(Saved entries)
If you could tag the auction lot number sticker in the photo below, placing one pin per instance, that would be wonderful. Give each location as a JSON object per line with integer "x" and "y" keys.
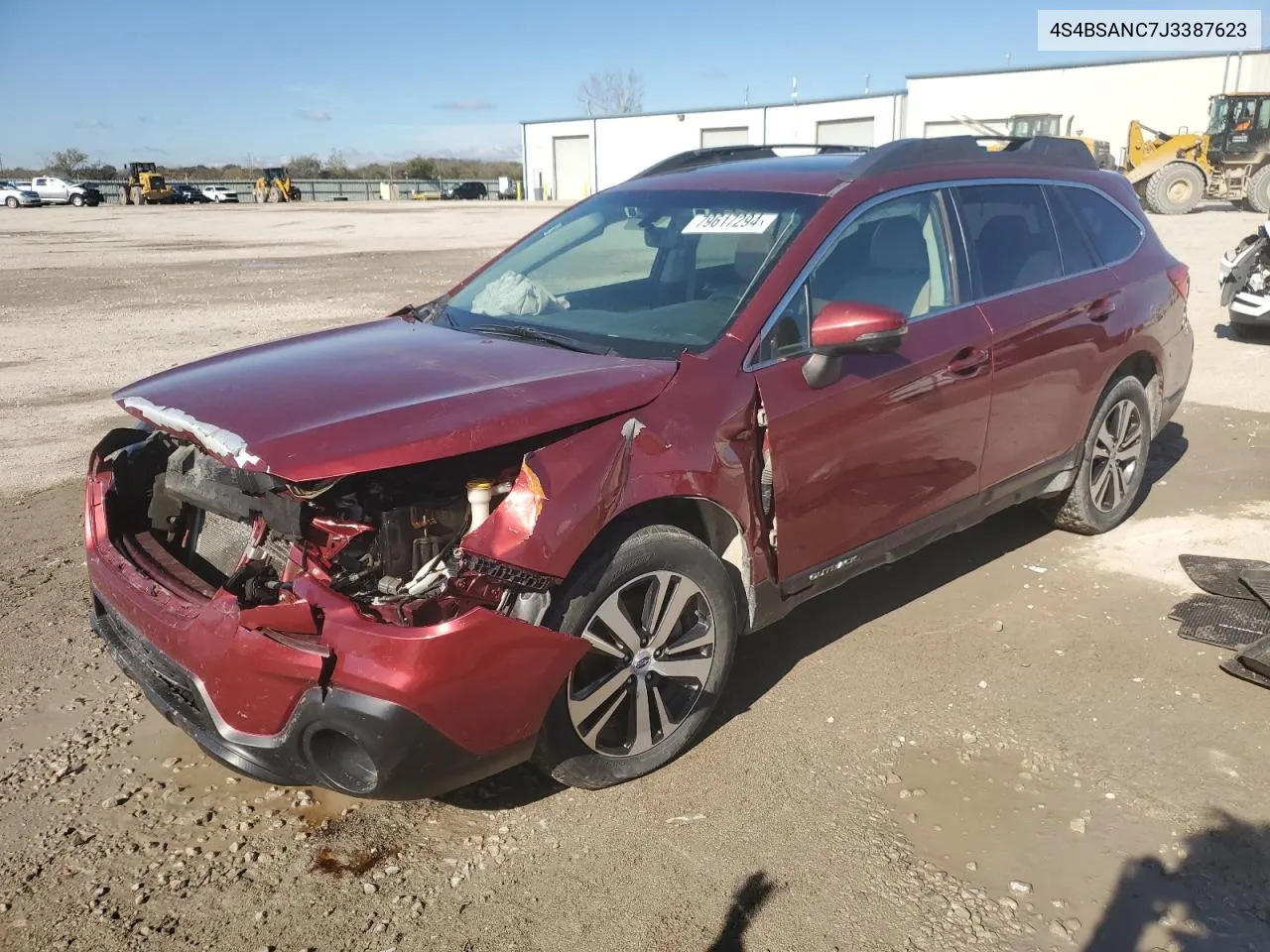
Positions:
{"x": 730, "y": 223}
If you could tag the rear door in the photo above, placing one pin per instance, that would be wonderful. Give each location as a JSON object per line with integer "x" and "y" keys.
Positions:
{"x": 897, "y": 436}
{"x": 1047, "y": 301}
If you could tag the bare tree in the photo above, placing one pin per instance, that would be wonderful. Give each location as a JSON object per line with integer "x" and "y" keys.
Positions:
{"x": 67, "y": 162}
{"x": 611, "y": 93}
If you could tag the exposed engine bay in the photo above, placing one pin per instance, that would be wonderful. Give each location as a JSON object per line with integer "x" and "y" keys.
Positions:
{"x": 389, "y": 540}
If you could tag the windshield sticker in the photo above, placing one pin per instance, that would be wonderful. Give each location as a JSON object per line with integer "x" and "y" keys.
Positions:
{"x": 730, "y": 223}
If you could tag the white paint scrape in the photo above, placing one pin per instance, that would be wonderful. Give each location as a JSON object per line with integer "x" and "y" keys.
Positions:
{"x": 1148, "y": 548}
{"x": 216, "y": 440}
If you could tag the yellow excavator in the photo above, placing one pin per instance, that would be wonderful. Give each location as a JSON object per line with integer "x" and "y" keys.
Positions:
{"x": 144, "y": 184}
{"x": 275, "y": 185}
{"x": 1173, "y": 173}
{"x": 1026, "y": 126}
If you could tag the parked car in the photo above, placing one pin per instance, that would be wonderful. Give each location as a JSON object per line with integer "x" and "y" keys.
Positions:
{"x": 220, "y": 193}
{"x": 354, "y": 558}
{"x": 14, "y": 195}
{"x": 187, "y": 193}
{"x": 465, "y": 189}
{"x": 54, "y": 190}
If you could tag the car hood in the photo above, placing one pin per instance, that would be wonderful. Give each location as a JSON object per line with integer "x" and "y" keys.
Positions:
{"x": 384, "y": 394}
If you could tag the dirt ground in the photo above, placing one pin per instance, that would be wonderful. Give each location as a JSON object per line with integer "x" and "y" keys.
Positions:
{"x": 1000, "y": 743}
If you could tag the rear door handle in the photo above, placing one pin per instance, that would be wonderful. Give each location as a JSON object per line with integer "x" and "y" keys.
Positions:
{"x": 1101, "y": 308}
{"x": 968, "y": 361}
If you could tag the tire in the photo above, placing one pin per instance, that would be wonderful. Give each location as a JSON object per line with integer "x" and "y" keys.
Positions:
{"x": 1259, "y": 190}
{"x": 1095, "y": 504}
{"x": 1175, "y": 189}
{"x": 626, "y": 569}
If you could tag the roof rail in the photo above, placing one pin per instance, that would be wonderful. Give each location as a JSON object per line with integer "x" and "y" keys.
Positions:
{"x": 916, "y": 153}
{"x": 712, "y": 155}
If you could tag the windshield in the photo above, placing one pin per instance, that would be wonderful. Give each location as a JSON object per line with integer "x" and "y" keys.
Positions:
{"x": 644, "y": 273}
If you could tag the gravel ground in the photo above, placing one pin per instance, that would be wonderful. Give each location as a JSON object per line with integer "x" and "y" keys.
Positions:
{"x": 998, "y": 744}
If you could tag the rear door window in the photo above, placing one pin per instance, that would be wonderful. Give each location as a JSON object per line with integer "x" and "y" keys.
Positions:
{"x": 1011, "y": 236}
{"x": 1114, "y": 235}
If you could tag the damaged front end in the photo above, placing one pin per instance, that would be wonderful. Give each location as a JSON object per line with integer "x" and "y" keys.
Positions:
{"x": 331, "y": 633}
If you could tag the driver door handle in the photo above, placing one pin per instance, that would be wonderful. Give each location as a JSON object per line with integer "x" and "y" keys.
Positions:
{"x": 1101, "y": 308}
{"x": 968, "y": 362}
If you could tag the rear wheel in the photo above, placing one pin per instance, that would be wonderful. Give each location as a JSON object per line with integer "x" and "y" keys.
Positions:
{"x": 1175, "y": 189}
{"x": 662, "y": 620}
{"x": 1259, "y": 190}
{"x": 1112, "y": 463}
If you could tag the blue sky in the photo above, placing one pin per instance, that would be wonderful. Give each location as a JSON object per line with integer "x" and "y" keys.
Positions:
{"x": 259, "y": 81}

> **TASK DIRECTIONS**
What lines in the data above contain the word "rear"? Show them all.

> **OUTPUT OF THE EXERCISE**
If you could tag the rear door in the photo above, placing one pin per instance, that would be wonderful. Give each location as a JSON object per line with integer "x" and "y" keys.
If you could tag the rear door handle in the photo above, placing one pin per instance, that would be wonderful. Give each location as a JSON object per line with integer "x" and "y" keys.
If you could tag the rear door window in the photo above, placing one pin per instance, that would be wonderful. Give each location as a JSON object per line with integer "x" and "y" keys.
If you could tag the rear wheel in the photo above, placing one pin per instance, that would be wonderful. Give each location as a JSON object per line with integer "x" and "y" keys.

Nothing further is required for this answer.